**CONSIGNE A**
Réécrivez tout ce qui va de « Mercredi après-midi, je » jusqu'à « Troupe du 102. » dans le texte fourni, en remplaçant « hérisson » par « porc-épic ».
**CONSIGNE B**
Répondez à ces questions d'après le texte fourni :
(i) De quelle ville revient la personne qui écrit ?
(ii) Combien de temps a duré environ la lecture au Biblio-café ?
(iii) Quelle troupe a joué la pièce de Jean-Claude Martin ?

**TEXTE FOURNI**
* * *

Les
yeux sont ouverts. Autour des yeux, l'espace.
L'espace
est silencieux. Trous de bruit, trous de bruit partout.
Ouverts,
dans la matière silencieuse et bruyante de l’espace.
Les
yeux voient.
(Leslie
Kaplan, L'excès-l'usine, Hachette, 1982)
Je
reviens de Poitiers. J'ai pris un train qui n'était pas le mien,
puisqu'en jour de grève, on peut monter dans n'importe quel train.
Pas de contrôle, j'aurais pu filer jusqu'à Strasbourg ! Non,
je suis sagement rentré chez moi. Mon bref séjour poitevin, m'aura
permis de rencontrer de nouveau mes amis Georges et Odile, les
poètes, Frédéric, qui m'a offert un dvd, ainsi que Cédric et Gilles, qui travaillent à la BU, et m'ont hébergé. Mardi
soir, muni d'un micro, j'ai fait mon petit récital de poésie au
Biblio-café (je me suis trouvé excellent dans une lecture de longue durée, environ 25 minutes non-stop) devant un public maigrelet, et pu aussi lui parler du voyage
en cargo.
Commentaire de l'auteur sur son site : "Mais lisez, bordel !"
Mercredi après-midi, je suis allé à la Bibliothèque des
Couronneries pour participer bénévolement avec V. à la vente de
livres pour le compte de la librairie La belle aventure, qui ne
peut en cette période détacher ses vendeuses hors de la librairie.
L'animation de Loïc Méhée, auteur-illustrateur pour les enfants, a
attiré une soixantaine de personnes, en comptant les parents
présents.
Son livre Pictoumou, le hérisson qui a les pics tout
mous (éd. Les 400 coups) a fait un tabac, nous en avons vendu
tous les exemplaires.
Et
mercredi soir, je suis allé revoir, en compagnie de Georges Bonnet,
la pièce de Jean-Claude Martin, Je n'ai jamais pris l'autobus,
jouée par mon ancienne troupe d'amateurs, la Troupe du 102.
la pièce a été publiée (éd. L'Aiguille)

* * *

**EXTRAITS DES DONNÉES**
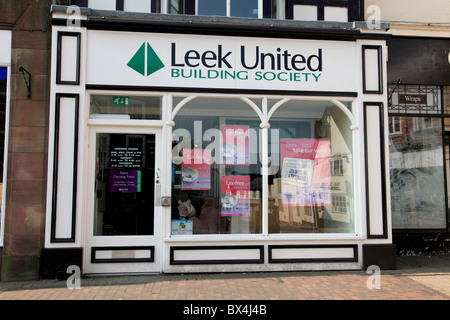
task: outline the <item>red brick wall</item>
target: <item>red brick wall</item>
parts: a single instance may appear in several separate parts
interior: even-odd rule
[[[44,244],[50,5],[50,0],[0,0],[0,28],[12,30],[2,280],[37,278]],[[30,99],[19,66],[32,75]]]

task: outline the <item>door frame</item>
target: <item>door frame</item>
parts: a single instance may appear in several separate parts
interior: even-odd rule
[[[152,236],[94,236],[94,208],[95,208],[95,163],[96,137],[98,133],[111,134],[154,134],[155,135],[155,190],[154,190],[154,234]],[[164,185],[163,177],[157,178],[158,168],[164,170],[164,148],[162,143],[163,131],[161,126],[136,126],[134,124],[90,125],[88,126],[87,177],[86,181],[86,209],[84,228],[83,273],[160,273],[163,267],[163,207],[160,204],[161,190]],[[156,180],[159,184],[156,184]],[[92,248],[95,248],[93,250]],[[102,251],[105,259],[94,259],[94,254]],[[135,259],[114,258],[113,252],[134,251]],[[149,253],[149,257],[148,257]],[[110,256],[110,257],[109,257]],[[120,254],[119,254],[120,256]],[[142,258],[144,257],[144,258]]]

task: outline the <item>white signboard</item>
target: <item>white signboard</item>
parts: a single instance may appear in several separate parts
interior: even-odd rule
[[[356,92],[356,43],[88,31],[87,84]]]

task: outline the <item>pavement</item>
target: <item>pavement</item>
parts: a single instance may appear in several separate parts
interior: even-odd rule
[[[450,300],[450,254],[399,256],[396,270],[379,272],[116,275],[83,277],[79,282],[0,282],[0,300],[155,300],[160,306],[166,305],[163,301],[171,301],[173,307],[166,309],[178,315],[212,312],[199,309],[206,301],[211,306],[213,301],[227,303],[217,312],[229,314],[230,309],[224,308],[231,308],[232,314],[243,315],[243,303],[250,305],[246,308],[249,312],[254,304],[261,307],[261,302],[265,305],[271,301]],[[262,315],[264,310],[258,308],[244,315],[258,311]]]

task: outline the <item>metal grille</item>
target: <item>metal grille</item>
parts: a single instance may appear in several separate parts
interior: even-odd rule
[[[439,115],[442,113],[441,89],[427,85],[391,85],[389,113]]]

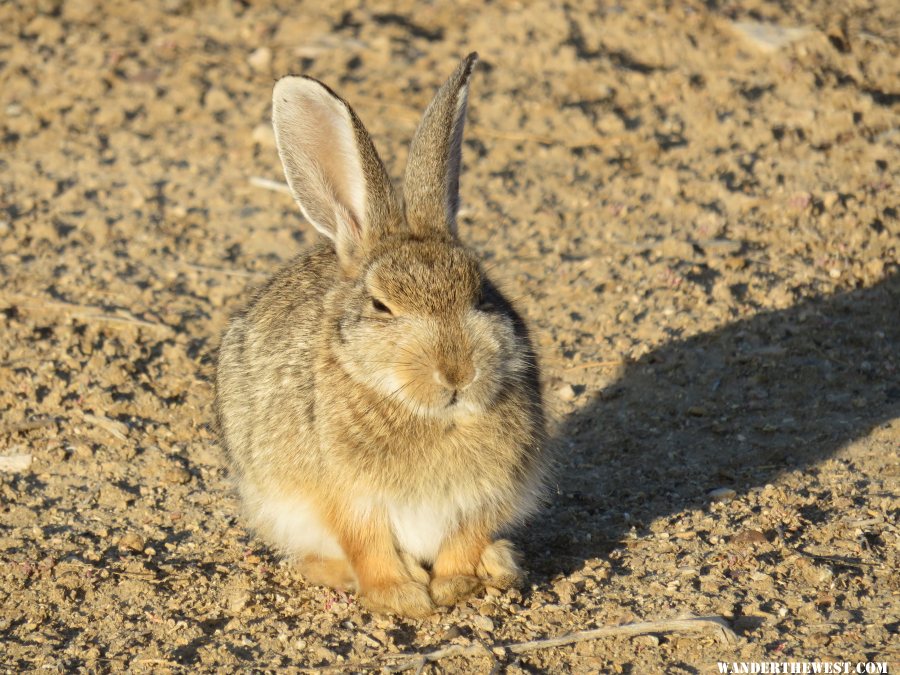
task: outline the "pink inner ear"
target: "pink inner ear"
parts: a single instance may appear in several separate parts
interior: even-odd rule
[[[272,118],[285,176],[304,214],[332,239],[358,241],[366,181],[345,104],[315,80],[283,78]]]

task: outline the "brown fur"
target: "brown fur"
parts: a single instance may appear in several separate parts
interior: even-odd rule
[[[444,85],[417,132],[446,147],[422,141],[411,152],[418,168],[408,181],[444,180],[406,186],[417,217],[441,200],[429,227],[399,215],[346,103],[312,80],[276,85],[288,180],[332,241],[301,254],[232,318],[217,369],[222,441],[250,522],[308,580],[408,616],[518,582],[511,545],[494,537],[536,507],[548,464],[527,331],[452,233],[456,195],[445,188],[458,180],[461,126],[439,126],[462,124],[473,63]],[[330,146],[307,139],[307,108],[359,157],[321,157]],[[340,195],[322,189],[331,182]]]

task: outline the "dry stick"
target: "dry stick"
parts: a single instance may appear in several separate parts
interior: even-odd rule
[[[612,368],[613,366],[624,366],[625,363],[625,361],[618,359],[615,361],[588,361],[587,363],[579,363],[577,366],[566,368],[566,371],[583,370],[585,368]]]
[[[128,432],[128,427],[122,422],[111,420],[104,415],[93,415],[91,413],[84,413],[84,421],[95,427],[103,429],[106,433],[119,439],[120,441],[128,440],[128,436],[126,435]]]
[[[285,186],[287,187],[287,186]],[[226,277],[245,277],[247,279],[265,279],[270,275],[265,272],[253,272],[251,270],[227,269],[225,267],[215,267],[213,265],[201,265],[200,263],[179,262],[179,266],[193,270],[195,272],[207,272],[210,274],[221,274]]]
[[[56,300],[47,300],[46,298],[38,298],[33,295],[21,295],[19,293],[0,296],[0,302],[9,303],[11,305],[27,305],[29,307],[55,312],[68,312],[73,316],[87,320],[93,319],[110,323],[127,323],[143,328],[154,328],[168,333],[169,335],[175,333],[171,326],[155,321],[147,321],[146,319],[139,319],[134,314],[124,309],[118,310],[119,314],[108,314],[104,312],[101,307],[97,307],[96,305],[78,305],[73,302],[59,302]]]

* * *

**RÉPONSE A**
Mercredi après-midi, je suis allé à la Bibliothèque des
Couronneries pour participer bénévolement avec V. à la vente de
livres pour le compte de la librairie La belle aventure, qui ne
peut en cette période détacher ses vendeuses hors de la librairie.
L'animation de Loïc Méhée, auteur-illustrateur pour les enfants, a
attiré une soixantaine de personnes, en comptant les parents
présents.
Son livre Pictoumou, le porc-épic qui a les pics tout
mous (éd. Les 400 coups) a fait un tabac, nous en avons vendu
tous les exemplaires.
Et
mercredi soir, je suis allé revoir, en compagnie de Georges Bonnet,
la pièce de Jean-Claude Martin, Je n'ai jamais pris l'autobus,
jouée par mon ancienne troupe d'amateurs, la Troupe du 102.

**RÉPONSE B**
(i) De Poitiers.
(ii) Environ 25 minutes.
(iii) La Troupe du 102.